Stated task: Every line from the one containing "For the benchmark, spot each instance of the wooden slat" to the final line of the material below must be reproduced exactly; leave out all other lines.

(Point-based annotation data)
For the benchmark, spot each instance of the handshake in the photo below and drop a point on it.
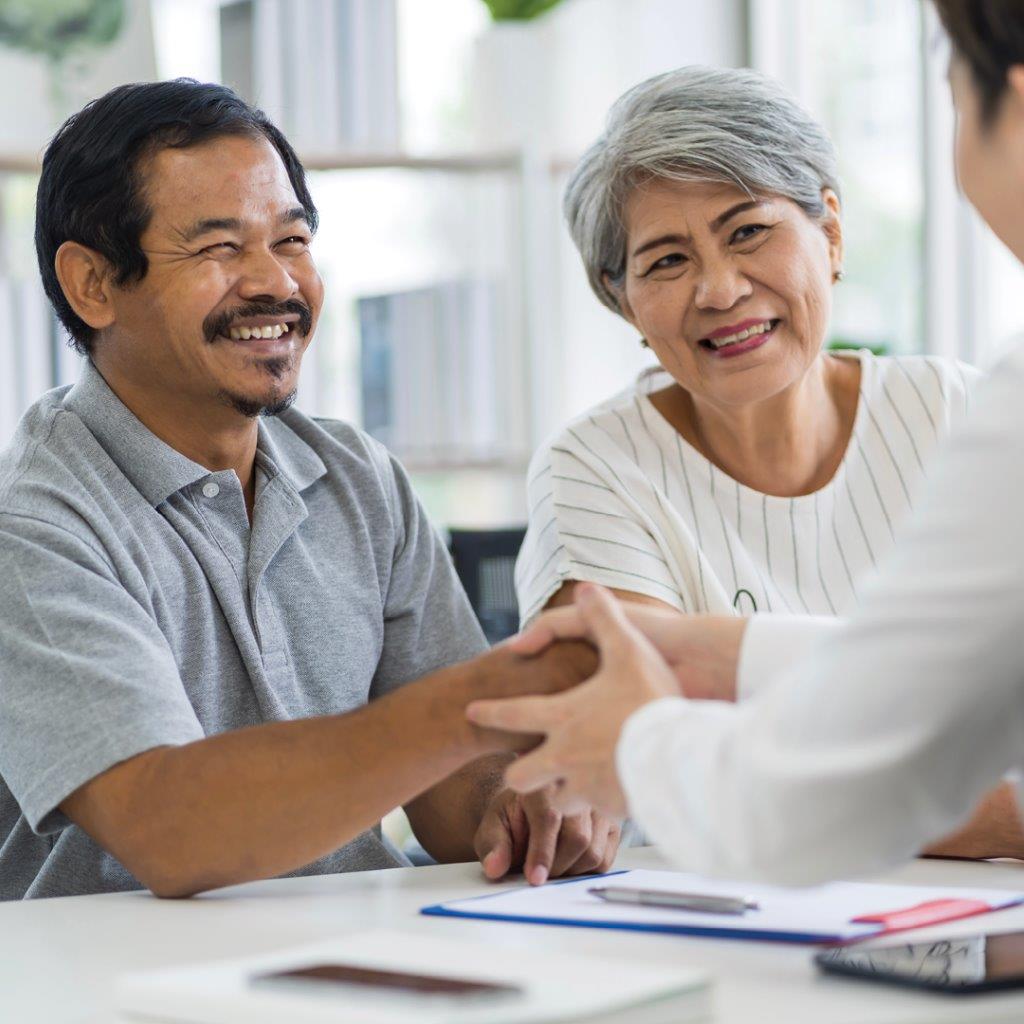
(598, 662)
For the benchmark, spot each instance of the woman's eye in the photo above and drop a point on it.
(667, 262)
(748, 231)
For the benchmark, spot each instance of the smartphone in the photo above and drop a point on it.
(326, 978)
(957, 967)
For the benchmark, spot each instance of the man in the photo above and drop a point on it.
(212, 601)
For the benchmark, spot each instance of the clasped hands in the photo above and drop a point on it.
(645, 654)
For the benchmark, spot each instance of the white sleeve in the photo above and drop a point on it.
(773, 643)
(887, 735)
(587, 523)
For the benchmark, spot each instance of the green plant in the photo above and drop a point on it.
(841, 344)
(518, 10)
(57, 28)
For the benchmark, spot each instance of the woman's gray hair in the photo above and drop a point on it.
(695, 124)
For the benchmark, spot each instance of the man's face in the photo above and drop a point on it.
(231, 296)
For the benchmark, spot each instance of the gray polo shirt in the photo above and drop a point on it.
(137, 608)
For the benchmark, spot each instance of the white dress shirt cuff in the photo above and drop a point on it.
(666, 800)
(773, 643)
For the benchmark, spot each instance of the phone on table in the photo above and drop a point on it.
(956, 966)
(333, 978)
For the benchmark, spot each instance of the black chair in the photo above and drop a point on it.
(484, 560)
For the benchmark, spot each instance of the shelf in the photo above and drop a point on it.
(417, 465)
(464, 163)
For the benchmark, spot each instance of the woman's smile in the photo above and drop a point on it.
(727, 343)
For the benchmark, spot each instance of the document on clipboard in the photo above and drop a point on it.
(841, 911)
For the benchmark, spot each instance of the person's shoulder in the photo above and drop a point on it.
(348, 453)
(40, 467)
(609, 425)
(940, 383)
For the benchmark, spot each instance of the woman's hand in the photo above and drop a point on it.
(582, 726)
(701, 650)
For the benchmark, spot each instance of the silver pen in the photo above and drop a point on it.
(697, 902)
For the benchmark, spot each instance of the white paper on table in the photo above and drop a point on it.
(822, 913)
(555, 986)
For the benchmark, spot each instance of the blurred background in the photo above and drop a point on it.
(459, 327)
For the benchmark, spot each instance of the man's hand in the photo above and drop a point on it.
(701, 650)
(507, 673)
(528, 832)
(583, 725)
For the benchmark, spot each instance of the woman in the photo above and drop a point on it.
(755, 472)
(885, 736)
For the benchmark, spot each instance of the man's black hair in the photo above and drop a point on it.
(989, 36)
(91, 189)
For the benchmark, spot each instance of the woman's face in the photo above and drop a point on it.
(990, 156)
(706, 263)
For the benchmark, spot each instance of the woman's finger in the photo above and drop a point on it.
(532, 772)
(559, 624)
(537, 714)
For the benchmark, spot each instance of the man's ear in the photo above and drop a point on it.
(85, 280)
(1015, 84)
(617, 289)
(833, 226)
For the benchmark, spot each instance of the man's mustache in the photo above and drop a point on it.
(219, 324)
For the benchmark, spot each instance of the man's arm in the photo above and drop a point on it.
(259, 802)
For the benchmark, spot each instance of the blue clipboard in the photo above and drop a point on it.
(475, 907)
(835, 913)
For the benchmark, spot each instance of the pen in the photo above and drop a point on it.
(698, 902)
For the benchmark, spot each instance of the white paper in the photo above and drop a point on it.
(823, 911)
(556, 986)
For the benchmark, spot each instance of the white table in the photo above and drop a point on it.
(58, 957)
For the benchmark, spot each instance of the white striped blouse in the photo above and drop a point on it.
(620, 498)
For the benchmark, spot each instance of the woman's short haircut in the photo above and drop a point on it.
(989, 36)
(92, 187)
(695, 124)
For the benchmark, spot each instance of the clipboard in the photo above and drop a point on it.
(835, 913)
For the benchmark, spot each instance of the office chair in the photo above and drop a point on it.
(484, 560)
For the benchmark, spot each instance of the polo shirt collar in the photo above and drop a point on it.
(289, 454)
(154, 468)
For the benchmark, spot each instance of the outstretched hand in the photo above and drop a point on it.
(582, 726)
(701, 650)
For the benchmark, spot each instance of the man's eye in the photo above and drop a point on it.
(295, 245)
(749, 231)
(668, 262)
(220, 249)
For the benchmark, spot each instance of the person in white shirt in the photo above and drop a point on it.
(884, 736)
(754, 471)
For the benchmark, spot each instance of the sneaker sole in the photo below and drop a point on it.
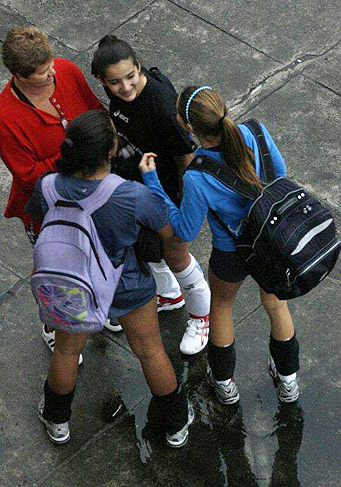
(171, 445)
(281, 399)
(171, 307)
(63, 440)
(228, 402)
(180, 445)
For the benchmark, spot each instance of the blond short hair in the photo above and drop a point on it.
(25, 48)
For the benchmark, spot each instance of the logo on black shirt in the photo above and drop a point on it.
(120, 115)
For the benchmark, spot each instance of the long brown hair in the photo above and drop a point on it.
(208, 116)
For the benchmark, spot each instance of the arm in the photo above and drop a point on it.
(21, 160)
(87, 93)
(186, 221)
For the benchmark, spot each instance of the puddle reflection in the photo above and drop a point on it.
(289, 421)
(221, 451)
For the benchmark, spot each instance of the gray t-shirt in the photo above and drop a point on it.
(118, 223)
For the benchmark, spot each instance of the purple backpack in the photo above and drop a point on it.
(74, 280)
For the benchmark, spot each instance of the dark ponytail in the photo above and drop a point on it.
(111, 50)
(89, 139)
(208, 116)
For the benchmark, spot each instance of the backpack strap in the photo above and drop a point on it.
(90, 204)
(101, 194)
(264, 153)
(221, 172)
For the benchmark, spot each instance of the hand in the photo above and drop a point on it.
(147, 162)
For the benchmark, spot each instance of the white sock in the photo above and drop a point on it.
(195, 289)
(166, 284)
(287, 378)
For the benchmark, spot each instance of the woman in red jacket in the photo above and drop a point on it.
(42, 96)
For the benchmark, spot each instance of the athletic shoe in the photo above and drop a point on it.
(196, 335)
(286, 391)
(49, 339)
(57, 433)
(226, 393)
(168, 304)
(180, 438)
(113, 326)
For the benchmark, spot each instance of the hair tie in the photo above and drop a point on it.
(70, 143)
(189, 101)
(221, 119)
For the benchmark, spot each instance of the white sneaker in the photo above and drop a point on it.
(227, 393)
(180, 438)
(168, 304)
(57, 433)
(113, 326)
(196, 336)
(49, 339)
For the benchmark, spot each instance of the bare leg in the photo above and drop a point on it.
(141, 327)
(63, 369)
(282, 327)
(176, 255)
(223, 295)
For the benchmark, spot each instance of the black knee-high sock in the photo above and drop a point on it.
(174, 408)
(57, 407)
(222, 360)
(285, 355)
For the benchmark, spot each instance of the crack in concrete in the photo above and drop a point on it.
(133, 16)
(321, 84)
(225, 31)
(280, 75)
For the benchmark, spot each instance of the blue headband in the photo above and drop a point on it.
(189, 101)
(69, 143)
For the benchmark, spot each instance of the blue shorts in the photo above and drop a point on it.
(227, 266)
(134, 289)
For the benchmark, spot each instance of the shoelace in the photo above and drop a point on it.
(195, 326)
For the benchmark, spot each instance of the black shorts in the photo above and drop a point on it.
(227, 266)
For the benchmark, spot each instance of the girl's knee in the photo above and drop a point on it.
(271, 304)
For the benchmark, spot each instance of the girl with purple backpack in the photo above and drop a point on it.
(91, 141)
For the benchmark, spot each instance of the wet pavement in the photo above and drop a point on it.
(277, 61)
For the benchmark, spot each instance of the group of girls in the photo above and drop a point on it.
(149, 128)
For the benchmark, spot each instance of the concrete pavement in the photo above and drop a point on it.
(273, 60)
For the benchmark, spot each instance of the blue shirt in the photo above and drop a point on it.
(203, 191)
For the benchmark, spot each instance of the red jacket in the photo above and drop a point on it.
(30, 138)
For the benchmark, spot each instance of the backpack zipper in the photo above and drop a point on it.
(72, 277)
(317, 260)
(79, 227)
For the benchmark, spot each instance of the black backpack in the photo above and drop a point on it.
(289, 244)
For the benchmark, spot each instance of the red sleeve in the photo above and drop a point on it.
(87, 93)
(22, 161)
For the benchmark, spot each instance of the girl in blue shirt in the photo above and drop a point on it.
(202, 112)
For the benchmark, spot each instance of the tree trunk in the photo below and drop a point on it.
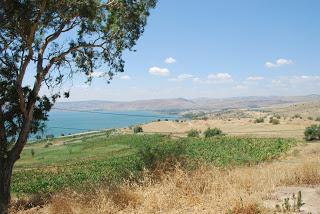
(6, 167)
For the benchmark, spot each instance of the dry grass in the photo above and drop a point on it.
(235, 127)
(206, 190)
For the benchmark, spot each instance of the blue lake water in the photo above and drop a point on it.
(66, 122)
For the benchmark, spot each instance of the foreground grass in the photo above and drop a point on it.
(115, 158)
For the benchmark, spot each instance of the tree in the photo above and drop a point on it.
(52, 40)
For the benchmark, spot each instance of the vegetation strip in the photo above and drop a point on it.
(115, 158)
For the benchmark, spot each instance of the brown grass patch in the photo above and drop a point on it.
(205, 190)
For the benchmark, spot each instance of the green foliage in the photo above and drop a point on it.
(137, 129)
(274, 121)
(32, 152)
(312, 133)
(57, 39)
(167, 152)
(297, 116)
(277, 116)
(259, 120)
(193, 133)
(212, 132)
(225, 151)
(292, 204)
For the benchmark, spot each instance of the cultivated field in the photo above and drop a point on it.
(253, 169)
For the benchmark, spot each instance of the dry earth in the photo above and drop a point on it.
(245, 190)
(240, 127)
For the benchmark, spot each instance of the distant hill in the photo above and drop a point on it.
(181, 104)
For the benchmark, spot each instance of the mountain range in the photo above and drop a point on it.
(182, 104)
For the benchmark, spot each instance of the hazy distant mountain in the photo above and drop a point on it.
(181, 104)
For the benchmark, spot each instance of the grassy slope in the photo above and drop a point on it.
(114, 158)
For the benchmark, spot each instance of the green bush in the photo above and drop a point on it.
(212, 132)
(274, 121)
(312, 132)
(193, 133)
(167, 153)
(277, 116)
(259, 120)
(137, 129)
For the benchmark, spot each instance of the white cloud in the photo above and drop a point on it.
(239, 87)
(159, 71)
(255, 78)
(278, 63)
(125, 77)
(183, 77)
(170, 60)
(220, 77)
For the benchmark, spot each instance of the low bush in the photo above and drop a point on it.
(259, 120)
(193, 133)
(213, 132)
(312, 133)
(274, 121)
(137, 129)
(297, 116)
(277, 116)
(167, 153)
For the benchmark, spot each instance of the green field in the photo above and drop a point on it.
(79, 161)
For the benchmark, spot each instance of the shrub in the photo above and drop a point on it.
(312, 132)
(213, 132)
(259, 120)
(297, 116)
(32, 152)
(274, 121)
(193, 133)
(167, 153)
(50, 136)
(47, 145)
(278, 116)
(137, 129)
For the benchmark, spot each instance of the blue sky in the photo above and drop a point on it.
(225, 48)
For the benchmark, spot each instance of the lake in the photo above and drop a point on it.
(66, 122)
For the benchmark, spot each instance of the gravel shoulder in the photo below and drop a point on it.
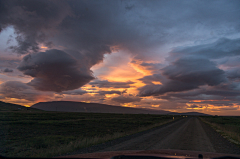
(185, 134)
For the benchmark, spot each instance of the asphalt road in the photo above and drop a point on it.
(186, 134)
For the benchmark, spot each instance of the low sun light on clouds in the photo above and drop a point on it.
(143, 56)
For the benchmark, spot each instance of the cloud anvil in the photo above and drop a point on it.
(171, 55)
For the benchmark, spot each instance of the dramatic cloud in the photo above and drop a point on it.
(111, 92)
(75, 92)
(7, 70)
(107, 84)
(33, 21)
(221, 48)
(182, 54)
(19, 90)
(126, 99)
(184, 74)
(55, 70)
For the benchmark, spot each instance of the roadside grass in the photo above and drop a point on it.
(228, 127)
(48, 134)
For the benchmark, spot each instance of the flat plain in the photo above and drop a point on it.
(47, 134)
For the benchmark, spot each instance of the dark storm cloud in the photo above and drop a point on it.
(234, 74)
(90, 28)
(221, 48)
(107, 84)
(55, 70)
(75, 92)
(33, 21)
(19, 90)
(194, 71)
(126, 99)
(182, 75)
(7, 70)
(111, 92)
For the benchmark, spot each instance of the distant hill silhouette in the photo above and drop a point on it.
(15, 107)
(67, 106)
(189, 113)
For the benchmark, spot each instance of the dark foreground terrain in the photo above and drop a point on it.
(186, 134)
(47, 134)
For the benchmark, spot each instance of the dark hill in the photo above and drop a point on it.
(67, 106)
(189, 113)
(15, 107)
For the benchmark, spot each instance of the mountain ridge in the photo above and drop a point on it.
(71, 106)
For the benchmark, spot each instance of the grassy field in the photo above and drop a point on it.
(228, 127)
(47, 134)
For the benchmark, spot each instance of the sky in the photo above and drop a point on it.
(179, 56)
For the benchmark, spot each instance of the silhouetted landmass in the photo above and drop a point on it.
(15, 107)
(189, 113)
(67, 106)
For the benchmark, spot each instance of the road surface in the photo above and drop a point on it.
(186, 134)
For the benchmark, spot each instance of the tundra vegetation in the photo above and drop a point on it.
(47, 134)
(227, 126)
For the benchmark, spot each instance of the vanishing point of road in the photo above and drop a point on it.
(185, 134)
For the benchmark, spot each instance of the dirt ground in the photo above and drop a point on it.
(189, 134)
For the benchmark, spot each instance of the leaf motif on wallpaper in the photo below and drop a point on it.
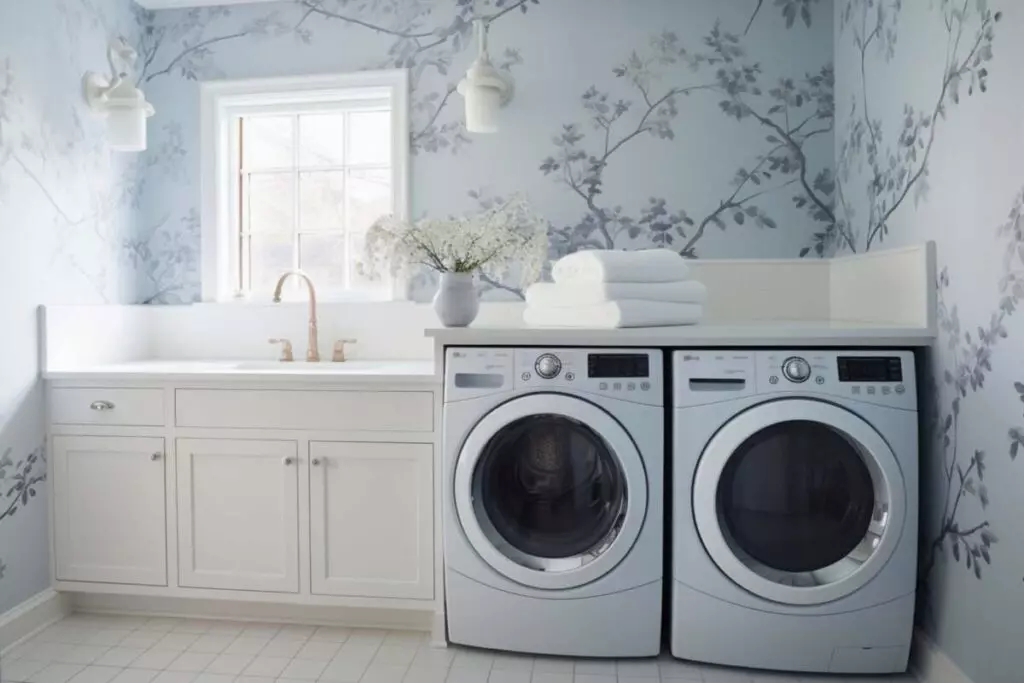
(426, 47)
(648, 90)
(886, 172)
(971, 363)
(18, 483)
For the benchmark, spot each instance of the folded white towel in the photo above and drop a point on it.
(557, 294)
(599, 265)
(625, 313)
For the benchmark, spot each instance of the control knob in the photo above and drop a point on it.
(797, 370)
(548, 366)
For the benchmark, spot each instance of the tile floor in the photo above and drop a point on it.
(87, 648)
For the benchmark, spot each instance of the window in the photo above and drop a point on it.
(295, 172)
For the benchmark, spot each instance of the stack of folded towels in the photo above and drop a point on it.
(616, 289)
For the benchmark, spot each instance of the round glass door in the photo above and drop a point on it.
(799, 501)
(550, 491)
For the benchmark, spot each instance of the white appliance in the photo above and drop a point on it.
(795, 509)
(553, 489)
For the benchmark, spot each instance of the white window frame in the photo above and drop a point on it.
(222, 101)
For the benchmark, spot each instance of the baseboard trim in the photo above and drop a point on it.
(931, 665)
(24, 621)
(253, 611)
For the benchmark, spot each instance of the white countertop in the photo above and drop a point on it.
(355, 372)
(776, 333)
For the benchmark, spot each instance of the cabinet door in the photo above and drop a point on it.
(109, 509)
(372, 519)
(238, 514)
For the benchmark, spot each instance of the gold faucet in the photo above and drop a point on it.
(312, 353)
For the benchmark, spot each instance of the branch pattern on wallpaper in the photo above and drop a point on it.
(788, 113)
(892, 169)
(18, 484)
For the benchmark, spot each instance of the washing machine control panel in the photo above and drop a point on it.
(878, 377)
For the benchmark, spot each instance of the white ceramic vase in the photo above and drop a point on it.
(456, 302)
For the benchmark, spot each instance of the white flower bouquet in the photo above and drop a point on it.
(507, 242)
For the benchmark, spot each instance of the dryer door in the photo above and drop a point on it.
(800, 502)
(550, 491)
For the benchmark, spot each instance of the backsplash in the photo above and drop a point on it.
(929, 137)
(67, 220)
(707, 127)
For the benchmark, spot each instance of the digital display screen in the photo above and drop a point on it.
(617, 365)
(873, 369)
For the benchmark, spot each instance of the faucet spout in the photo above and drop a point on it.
(312, 353)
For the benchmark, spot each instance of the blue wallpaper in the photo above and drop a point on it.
(702, 126)
(67, 213)
(929, 138)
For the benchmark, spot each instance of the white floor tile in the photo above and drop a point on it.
(175, 677)
(384, 673)
(194, 662)
(270, 667)
(508, 676)
(323, 650)
(231, 665)
(593, 678)
(176, 641)
(144, 639)
(55, 673)
(550, 677)
(120, 656)
(156, 658)
(637, 669)
(395, 654)
(20, 671)
(307, 670)
(211, 643)
(336, 634)
(135, 676)
(95, 675)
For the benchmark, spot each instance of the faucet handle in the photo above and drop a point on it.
(339, 349)
(286, 349)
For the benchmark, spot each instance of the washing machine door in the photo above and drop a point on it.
(550, 491)
(800, 502)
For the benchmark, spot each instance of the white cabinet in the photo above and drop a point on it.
(239, 514)
(371, 508)
(109, 509)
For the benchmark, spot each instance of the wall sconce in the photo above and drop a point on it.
(118, 98)
(486, 89)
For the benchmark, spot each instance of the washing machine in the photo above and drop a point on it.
(553, 491)
(795, 509)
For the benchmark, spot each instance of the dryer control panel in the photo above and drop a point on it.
(873, 376)
(635, 375)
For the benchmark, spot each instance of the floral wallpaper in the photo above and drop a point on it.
(929, 136)
(705, 127)
(67, 218)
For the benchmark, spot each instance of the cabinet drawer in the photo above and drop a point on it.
(92, 406)
(345, 411)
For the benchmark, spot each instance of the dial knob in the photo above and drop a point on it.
(548, 366)
(796, 370)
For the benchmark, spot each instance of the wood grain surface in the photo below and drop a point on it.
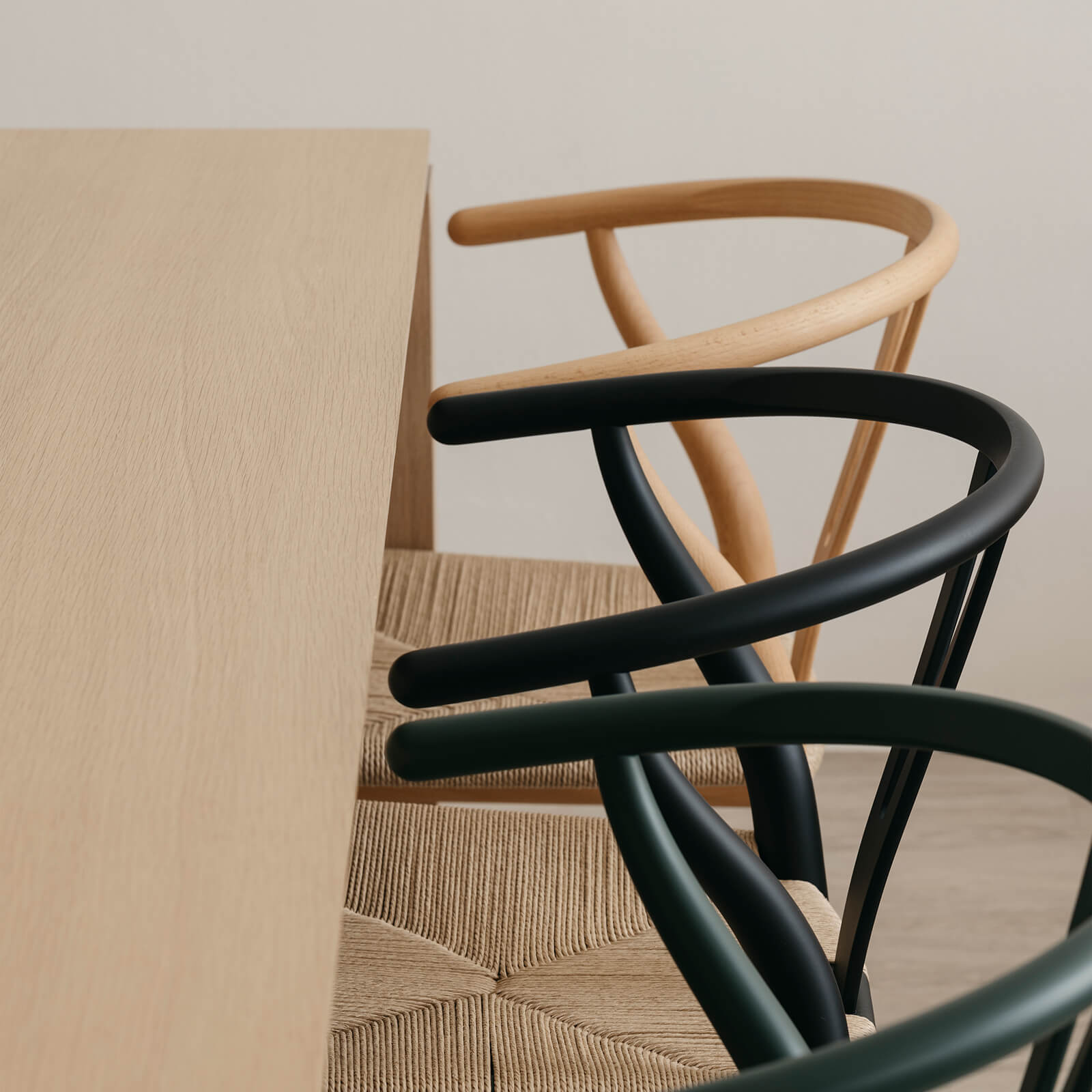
(202, 338)
(410, 521)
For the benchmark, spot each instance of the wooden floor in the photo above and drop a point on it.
(986, 878)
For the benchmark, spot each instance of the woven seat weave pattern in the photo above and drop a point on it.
(509, 951)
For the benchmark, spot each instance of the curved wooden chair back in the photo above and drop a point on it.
(744, 549)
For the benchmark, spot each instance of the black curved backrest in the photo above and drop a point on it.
(717, 629)
(1037, 1002)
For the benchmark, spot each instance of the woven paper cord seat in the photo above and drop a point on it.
(431, 599)
(527, 964)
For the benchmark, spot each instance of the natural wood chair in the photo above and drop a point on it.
(513, 950)
(435, 599)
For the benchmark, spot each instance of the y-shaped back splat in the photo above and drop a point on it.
(732, 494)
(743, 530)
(897, 294)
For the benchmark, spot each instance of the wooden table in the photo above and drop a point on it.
(202, 341)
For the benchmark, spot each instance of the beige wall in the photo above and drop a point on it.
(982, 106)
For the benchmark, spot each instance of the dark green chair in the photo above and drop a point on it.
(1037, 1003)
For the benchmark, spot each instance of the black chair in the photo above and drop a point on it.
(717, 629)
(1037, 1002)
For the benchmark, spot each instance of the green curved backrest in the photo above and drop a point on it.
(1040, 998)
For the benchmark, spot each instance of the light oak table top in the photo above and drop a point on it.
(202, 338)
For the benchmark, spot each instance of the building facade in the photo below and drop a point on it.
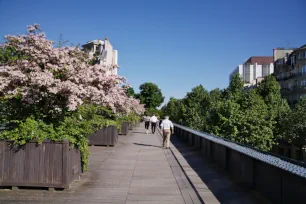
(254, 70)
(103, 53)
(290, 71)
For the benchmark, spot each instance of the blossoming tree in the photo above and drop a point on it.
(58, 80)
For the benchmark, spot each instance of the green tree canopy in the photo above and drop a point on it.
(293, 124)
(150, 95)
(130, 92)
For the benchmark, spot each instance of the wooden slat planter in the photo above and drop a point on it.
(105, 136)
(124, 128)
(50, 164)
(130, 126)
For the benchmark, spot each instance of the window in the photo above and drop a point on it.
(281, 151)
(304, 70)
(300, 55)
(303, 82)
(289, 153)
(299, 154)
(293, 60)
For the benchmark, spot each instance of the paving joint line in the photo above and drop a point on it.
(181, 167)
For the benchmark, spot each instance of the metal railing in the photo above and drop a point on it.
(272, 176)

Correct response:
For the benchmark, spot each instance of the wooden slat planter in the photo above and drop a point on it.
(105, 136)
(124, 128)
(50, 164)
(130, 126)
For the benchmark, spot each instance of the window in the photo above and drop a point on it.
(281, 151)
(304, 70)
(300, 55)
(303, 82)
(289, 153)
(299, 154)
(293, 60)
For the benchmark, spot each instance of the paving joint line in the photo above and drop a point on it.
(181, 167)
For the benchmark, spot each instance of the metal railing in the photo above and drop a point on it.
(272, 176)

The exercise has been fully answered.